◆ WHAT IS BEING ASKED ◆
Could you retype the listing beneath, keeping each line exactly as it is?

◆ ENTRIES PROVIDED ◆
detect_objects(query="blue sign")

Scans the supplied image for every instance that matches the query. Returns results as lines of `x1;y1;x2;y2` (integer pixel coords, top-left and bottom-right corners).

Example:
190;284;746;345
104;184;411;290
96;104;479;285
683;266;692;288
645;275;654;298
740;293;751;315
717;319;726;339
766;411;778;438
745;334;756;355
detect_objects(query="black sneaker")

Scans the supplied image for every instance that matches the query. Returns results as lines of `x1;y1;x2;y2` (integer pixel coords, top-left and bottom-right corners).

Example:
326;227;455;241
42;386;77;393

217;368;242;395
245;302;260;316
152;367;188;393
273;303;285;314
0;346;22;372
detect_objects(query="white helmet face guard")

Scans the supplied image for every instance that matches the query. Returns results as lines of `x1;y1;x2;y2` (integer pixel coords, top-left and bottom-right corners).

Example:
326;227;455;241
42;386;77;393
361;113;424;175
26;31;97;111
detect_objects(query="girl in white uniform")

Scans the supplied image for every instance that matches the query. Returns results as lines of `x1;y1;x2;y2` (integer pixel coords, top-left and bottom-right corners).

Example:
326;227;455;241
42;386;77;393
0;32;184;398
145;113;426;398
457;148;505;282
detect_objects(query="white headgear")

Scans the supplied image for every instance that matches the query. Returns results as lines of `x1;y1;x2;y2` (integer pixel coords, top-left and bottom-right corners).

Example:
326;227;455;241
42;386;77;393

◆ RESPONSE BOX ◆
detect_objects(query="blue sign")

Scans the supplied image for every instance that matches the query. Returns results as lines of `x1;y1;x2;y2` (integer pixel coords, top-left and bottom-right corners).

Example:
190;284;746;345
104;184;411;290
96;104;479;285
683;266;692;288
645;275;654;298
740;293;751;315
717;319;726;339
766;411;778;438
745;334;756;355
detect_objects(query="black sneaker")

Scans the supplied image for every instance that matches the query. Returns results as lines of `x1;y1;x2;y2` (integer pixel coords, top-left and bottom-right corners).

Example:
326;227;455;241
42;386;77;393

217;368;242;395
245;302;260;316
152;367;188;393
273;303;285;314
0;346;22;372
detect_objects(query="white helmet face guard")

Scans the supplied image for every instance that matches the query. Returns results as lines of `x1;y1;x2;y2` (integer pixel coords, top-left and bottom-right corners).

Example:
326;227;455;241
42;386;77;393
361;113;424;175
26;31;97;111
detect_objects(query="girl in white uniform")

Scans the supplied image for every instance that matches the query. Returns results as lines of `x1;y1;x2;y2` (integer pixel coords, top-left and bottom-right corners).

Example:
326;227;455;241
42;386;77;393
0;32;184;398
145;113;426;398
457;148;505;282
detect_objects(query="white headgear")

Scans the supplied image for every instance that matches the query. Returns results as lines of `x1;y1;x2;y2` (integer pixel coords, top-left and bottom-right corners).

Example:
326;227;455;241
42;386;77;393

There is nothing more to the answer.